## THE PROBLEM
Omit the pictures, then reproduce every remaining record exactly.

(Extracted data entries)
════

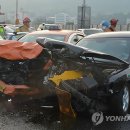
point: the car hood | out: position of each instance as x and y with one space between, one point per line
73 51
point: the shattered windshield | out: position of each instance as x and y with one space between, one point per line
62 86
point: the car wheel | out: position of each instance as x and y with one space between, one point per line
120 102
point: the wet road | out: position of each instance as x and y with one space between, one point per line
18 121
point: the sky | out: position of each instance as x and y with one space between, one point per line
51 7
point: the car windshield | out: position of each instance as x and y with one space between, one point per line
32 38
118 47
88 32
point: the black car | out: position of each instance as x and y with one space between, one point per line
81 80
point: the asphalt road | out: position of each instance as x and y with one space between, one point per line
20 121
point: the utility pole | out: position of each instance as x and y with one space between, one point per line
83 14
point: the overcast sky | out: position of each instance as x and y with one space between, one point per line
51 7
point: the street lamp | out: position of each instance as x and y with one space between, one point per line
16 20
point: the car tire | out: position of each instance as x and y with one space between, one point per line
120 102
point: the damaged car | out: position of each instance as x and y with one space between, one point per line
80 79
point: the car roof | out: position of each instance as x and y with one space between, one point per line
90 29
58 32
118 34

════

## FULL RESPONSE
point: the car hood | out: position of each instance as x and y with one space between, one point per line
73 51
point: the shattered windshield | out: position of each instance as x and y with one space between, one point per line
62 86
point: the car wheel | out: position of each instance as x and y with one space between, one point per line
120 102
point: the wet road | out: position of each instance as x and y with one space between, one point per line
18 121
point: the sky | out: position of each instance as x and y with one space between, one point per line
51 7
point: the car windshield | out: position of each instance as x and y with one space between, one point per line
32 38
118 47
88 32
point: the black car | out: position of each instance as x and y with one space between, one point per line
81 80
point: the asphalt road | out: position of each instance as x and y with one space between, one point per line
20 121
point: the utility pole | out: position of each instance as x and y with one space between, one point per line
83 14
point: the overcast sky | out: position of each instance as x and y with one space between, one point per line
51 7
point: the street lamp | out: position of each instance as x and y with one space between, one point per line
16 20
point: the car tire | out: position of each instance as x and y with one space between, one point per line
120 102
point: the damaged car | out: position of each instance as x and y with one space between, one point per line
80 79
point: the car roof | out: position of each instance as x and y with one space between, one point per line
90 29
58 32
118 34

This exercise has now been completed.